**Exercise goal:** Print, in exact form, the lines below from the one containing "box: [170, 486, 198, 527]" through the one containing "negative clicks: (162, 297) (135, 254)", and omit all others.

**Input:**
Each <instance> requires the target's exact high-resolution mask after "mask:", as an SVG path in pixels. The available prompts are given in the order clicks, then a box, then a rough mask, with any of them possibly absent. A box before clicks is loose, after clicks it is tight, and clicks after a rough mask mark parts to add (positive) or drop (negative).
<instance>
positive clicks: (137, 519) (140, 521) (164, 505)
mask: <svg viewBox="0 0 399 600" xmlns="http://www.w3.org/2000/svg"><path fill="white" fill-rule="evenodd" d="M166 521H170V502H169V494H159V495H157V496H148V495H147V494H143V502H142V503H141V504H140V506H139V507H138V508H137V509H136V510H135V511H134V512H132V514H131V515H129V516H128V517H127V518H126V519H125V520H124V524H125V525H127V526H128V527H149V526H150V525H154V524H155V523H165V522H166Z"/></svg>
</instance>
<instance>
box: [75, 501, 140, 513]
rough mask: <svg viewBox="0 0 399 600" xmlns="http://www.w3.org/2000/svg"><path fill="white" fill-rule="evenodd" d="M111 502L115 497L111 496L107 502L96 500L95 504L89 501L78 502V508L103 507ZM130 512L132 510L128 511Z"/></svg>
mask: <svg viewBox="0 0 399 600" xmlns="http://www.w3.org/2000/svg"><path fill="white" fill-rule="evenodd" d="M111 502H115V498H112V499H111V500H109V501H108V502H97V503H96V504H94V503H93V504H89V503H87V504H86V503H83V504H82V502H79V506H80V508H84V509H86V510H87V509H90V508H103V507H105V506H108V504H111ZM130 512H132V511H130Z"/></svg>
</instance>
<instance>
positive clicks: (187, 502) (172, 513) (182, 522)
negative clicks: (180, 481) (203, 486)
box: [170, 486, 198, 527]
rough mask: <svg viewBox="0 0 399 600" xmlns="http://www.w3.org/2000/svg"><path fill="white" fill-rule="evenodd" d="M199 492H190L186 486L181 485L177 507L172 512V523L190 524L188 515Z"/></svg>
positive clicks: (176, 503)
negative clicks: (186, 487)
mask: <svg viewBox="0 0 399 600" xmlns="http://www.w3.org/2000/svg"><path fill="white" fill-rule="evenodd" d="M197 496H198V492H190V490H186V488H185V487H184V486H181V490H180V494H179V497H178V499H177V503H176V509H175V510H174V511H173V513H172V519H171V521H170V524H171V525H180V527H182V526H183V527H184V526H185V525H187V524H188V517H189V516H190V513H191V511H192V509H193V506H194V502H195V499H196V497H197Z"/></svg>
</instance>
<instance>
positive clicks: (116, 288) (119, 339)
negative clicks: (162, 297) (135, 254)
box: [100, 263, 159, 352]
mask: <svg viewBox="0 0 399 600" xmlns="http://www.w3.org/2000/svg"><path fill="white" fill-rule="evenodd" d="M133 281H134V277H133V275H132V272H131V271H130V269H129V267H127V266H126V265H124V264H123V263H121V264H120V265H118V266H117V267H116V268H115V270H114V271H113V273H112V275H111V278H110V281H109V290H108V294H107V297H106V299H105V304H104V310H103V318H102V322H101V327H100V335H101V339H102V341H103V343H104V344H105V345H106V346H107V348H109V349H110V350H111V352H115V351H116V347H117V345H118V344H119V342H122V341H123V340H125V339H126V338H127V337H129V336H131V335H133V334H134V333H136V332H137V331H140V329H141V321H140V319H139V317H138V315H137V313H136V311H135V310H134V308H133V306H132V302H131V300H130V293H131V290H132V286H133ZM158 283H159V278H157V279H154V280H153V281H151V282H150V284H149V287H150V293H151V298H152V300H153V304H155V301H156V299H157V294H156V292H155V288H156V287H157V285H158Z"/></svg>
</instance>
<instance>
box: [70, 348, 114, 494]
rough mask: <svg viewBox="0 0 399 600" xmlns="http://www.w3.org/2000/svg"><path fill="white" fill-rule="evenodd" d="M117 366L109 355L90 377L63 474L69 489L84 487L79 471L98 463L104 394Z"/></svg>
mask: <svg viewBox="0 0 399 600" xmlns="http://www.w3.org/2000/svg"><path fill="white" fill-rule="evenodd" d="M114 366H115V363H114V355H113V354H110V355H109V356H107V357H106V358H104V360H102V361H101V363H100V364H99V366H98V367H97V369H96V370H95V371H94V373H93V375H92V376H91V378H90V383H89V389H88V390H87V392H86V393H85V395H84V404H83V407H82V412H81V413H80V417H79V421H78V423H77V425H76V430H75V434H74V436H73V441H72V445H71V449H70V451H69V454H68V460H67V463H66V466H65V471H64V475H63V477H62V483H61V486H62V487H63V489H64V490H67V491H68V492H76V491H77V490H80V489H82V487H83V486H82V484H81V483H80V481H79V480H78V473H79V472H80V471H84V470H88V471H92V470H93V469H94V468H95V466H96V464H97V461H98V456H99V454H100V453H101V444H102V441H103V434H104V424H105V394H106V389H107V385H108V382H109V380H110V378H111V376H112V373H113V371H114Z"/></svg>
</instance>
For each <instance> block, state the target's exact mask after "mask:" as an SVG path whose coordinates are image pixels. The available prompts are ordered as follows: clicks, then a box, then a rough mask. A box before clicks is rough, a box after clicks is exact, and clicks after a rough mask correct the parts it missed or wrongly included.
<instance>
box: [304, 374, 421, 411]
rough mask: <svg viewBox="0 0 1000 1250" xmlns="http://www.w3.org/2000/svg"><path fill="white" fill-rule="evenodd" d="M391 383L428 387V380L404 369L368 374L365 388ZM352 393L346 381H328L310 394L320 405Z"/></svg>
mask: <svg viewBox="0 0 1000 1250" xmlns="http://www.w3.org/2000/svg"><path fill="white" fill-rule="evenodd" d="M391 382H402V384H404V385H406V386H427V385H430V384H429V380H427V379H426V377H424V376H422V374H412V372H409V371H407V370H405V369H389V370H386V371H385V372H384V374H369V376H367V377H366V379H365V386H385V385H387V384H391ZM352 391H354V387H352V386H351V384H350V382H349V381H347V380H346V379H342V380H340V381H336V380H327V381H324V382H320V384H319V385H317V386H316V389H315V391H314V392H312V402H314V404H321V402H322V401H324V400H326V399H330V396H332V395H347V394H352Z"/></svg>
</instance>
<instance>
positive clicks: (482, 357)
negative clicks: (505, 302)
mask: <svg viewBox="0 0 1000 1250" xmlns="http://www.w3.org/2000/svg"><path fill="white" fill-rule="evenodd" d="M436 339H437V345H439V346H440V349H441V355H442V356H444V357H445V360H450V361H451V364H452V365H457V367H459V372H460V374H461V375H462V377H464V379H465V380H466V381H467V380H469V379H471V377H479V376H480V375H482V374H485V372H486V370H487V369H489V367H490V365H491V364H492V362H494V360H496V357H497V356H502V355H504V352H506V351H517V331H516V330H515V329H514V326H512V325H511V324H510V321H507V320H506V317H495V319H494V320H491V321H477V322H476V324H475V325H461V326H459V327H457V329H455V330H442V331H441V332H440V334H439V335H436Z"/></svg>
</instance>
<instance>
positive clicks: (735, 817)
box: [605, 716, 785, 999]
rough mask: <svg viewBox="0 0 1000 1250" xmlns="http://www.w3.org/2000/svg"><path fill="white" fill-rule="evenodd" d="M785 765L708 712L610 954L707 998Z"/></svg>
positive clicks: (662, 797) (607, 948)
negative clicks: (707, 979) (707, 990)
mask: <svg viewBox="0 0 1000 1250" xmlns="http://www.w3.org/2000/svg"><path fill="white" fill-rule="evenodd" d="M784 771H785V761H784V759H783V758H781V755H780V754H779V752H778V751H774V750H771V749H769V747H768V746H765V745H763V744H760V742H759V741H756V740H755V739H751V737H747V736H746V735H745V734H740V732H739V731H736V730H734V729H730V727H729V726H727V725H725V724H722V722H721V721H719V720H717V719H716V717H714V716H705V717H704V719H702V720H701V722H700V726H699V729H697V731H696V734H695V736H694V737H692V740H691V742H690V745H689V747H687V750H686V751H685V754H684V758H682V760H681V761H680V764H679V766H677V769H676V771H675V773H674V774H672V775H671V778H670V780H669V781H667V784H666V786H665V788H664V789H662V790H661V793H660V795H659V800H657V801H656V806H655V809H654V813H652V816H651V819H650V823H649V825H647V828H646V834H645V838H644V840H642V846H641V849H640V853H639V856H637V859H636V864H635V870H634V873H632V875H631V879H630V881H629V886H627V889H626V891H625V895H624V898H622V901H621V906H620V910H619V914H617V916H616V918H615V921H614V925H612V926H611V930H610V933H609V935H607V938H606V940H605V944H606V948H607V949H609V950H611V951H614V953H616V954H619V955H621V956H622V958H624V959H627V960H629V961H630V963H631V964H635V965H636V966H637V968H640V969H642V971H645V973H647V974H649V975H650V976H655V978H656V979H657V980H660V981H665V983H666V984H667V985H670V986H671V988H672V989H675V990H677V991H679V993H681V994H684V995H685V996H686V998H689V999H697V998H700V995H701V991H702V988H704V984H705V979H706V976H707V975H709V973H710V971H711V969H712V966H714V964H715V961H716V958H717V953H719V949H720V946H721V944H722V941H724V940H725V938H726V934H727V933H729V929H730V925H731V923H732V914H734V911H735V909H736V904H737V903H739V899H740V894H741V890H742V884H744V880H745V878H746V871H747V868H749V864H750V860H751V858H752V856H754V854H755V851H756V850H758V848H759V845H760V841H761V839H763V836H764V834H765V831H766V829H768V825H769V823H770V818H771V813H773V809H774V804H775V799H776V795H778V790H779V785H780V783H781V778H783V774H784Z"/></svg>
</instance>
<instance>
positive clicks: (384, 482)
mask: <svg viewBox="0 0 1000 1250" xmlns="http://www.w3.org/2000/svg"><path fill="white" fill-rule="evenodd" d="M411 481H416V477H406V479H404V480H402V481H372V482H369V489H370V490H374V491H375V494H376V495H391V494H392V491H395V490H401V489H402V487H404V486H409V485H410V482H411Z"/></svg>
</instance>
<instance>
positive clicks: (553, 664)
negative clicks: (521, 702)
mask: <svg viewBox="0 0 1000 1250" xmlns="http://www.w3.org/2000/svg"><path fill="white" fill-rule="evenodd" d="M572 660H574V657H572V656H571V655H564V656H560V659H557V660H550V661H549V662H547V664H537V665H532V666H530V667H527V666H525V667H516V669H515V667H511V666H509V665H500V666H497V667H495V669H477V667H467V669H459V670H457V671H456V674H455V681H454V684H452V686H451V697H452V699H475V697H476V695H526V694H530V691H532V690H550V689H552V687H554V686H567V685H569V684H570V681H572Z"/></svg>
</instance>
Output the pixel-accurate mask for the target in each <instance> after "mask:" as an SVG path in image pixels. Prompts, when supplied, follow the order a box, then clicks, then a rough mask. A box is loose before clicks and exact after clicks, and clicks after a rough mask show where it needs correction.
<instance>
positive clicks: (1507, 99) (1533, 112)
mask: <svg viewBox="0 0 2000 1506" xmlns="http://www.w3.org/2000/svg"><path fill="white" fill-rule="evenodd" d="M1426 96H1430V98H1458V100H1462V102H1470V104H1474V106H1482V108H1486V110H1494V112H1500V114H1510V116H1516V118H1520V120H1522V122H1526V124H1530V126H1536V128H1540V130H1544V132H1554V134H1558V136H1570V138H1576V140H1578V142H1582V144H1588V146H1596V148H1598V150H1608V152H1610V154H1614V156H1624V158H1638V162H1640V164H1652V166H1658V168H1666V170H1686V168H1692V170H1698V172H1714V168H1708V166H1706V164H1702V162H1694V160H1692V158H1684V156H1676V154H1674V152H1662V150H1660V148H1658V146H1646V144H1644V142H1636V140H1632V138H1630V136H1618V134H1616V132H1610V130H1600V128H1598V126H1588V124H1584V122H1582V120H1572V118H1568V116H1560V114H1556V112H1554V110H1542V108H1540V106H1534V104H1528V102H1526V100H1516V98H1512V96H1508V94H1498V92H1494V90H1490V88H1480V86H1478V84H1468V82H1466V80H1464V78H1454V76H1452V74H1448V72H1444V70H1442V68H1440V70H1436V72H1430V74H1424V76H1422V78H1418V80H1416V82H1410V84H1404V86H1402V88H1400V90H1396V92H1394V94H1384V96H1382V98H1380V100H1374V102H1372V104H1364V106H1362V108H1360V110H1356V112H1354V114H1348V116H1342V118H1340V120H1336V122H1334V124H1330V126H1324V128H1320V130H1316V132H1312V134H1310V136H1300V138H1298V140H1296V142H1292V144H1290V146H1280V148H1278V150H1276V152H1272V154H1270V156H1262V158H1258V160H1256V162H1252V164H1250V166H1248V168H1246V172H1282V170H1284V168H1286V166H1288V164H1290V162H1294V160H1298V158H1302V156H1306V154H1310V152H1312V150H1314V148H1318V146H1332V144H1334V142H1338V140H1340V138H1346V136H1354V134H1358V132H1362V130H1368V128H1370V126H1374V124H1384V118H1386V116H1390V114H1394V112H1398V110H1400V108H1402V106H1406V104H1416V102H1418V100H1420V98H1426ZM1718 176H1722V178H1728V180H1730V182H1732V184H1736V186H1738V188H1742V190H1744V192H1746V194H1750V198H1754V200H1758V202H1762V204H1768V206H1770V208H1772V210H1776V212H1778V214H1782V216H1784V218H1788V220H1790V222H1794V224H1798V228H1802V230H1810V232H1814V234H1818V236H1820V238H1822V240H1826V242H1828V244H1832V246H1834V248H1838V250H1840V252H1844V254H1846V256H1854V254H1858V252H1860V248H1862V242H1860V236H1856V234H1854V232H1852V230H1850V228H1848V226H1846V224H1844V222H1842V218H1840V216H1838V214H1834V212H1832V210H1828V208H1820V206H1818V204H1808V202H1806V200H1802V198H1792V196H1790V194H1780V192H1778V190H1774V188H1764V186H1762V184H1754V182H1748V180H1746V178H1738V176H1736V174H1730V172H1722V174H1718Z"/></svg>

**Response:**
box: [170, 486, 198, 527]
rough mask: <svg viewBox="0 0 399 600" xmlns="http://www.w3.org/2000/svg"><path fill="white" fill-rule="evenodd" d="M199 492H190L186 486L181 485L177 507L172 512V523L190 524L188 515Z"/></svg>
positive clicks: (176, 503)
negative clicks: (186, 487)
mask: <svg viewBox="0 0 399 600" xmlns="http://www.w3.org/2000/svg"><path fill="white" fill-rule="evenodd" d="M197 496H198V492H190V490H186V488H185V487H184V486H181V490H180V494H179V497H178V499H177V503H176V509H175V510H174V511H173V513H172V519H171V521H170V524H171V525H180V527H182V526H183V527H184V526H185V525H187V524H188V517H189V516H190V513H191V511H192V509H193V506H194V502H195V499H196V497H197Z"/></svg>
</instance>
<instance>
positive clicks: (116, 288) (119, 339)
negative clicks: (162, 297) (135, 254)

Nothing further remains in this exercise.